§ **Passage shown**:
□ □ □ □ □

Cardamom: all hail the queen of spices

Buns and biryani wouldn’t be the same without this aromatic ingredient
My favourite treat breakfast is mahamri. This deep-fried pastry is eaten all along the east African coast, from Somalia to Tanzania. Often described as a doughnut, it is traditionally served for the morning meal with a pigeon pea curry known as mbaazi.
To make mahamri, you mix flour, yeast, sugar, grated coconut and roughly ground cardamom seeds. Then comes coconut milk and, depending on the recipe, an egg and enough warm water to form a dough. After being left to rest, the dough is divided into portions, rolled out into a circle, cut into four triangles and fried in oil until they puff and turn an even, golden brown. It’s a simple process, but one that will make your house reek of cooking oil. You’ll also pile on the pounds if you do it often enough, hence my preference for buying them as a rare indulgence from a stall on Barking market, east London.
Green or true cardamom, which gives mahamri its distinctive fragrance, are seed pods derived from the Elettaria cardamomum, a perennial herbaceous plant from the ginger family, native to southern India. It is widely known as the queen of spices — apparently taking the throne beside pepper, which is king — and the third most expensive by weight after saffron and vanilla. The larger, darker black cardamom comes from the Amomum subulatum, which is native to the Himalayan mountains. The former is used in both sweet and savoury applications. The smoky flavour of the latter, which is traditionally dried over fire, is generally reserved for robust savoury dishes.

□ □ □ □ □

§ **Aim of the exercise**:
Return the passage of the cardamom article from "Green or true" up to and including "robust savoury dishes.", copied word for word. The material that comes next has no connection to the article on cardamom.

§ **Data shown**:
□ □ □ □ □

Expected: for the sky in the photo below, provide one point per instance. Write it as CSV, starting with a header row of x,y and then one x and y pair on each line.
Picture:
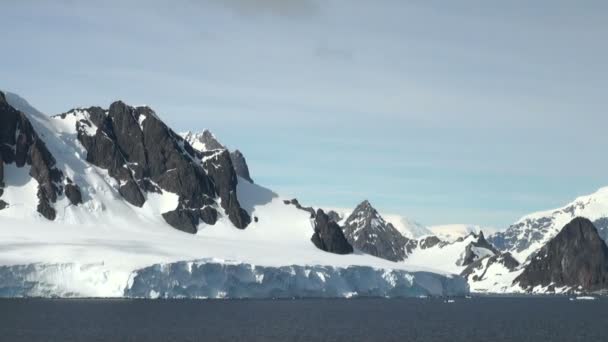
x,y
446,112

□ □ □ □ □

§ **Reply**:
Green or true cardamom, which gives mahamri its distinctive fragrance, are seed pods derived from the Elettaria cardamomum, a perennial herbaceous plant from the ginger family, native to southern India. It is widely known as the queen of spices — apparently taking the throne beside pepper, which is king — and the third most expensive by weight after saffron and vanilla. The larger, darker black cardamom comes from the Amomum subulatum, which is native to the Himalayan mountains. The former is used in both sweet and savoury applications. The smoky flavour of the latter, which is traditionally dried over fire, is generally reserved for robust savoury dishes.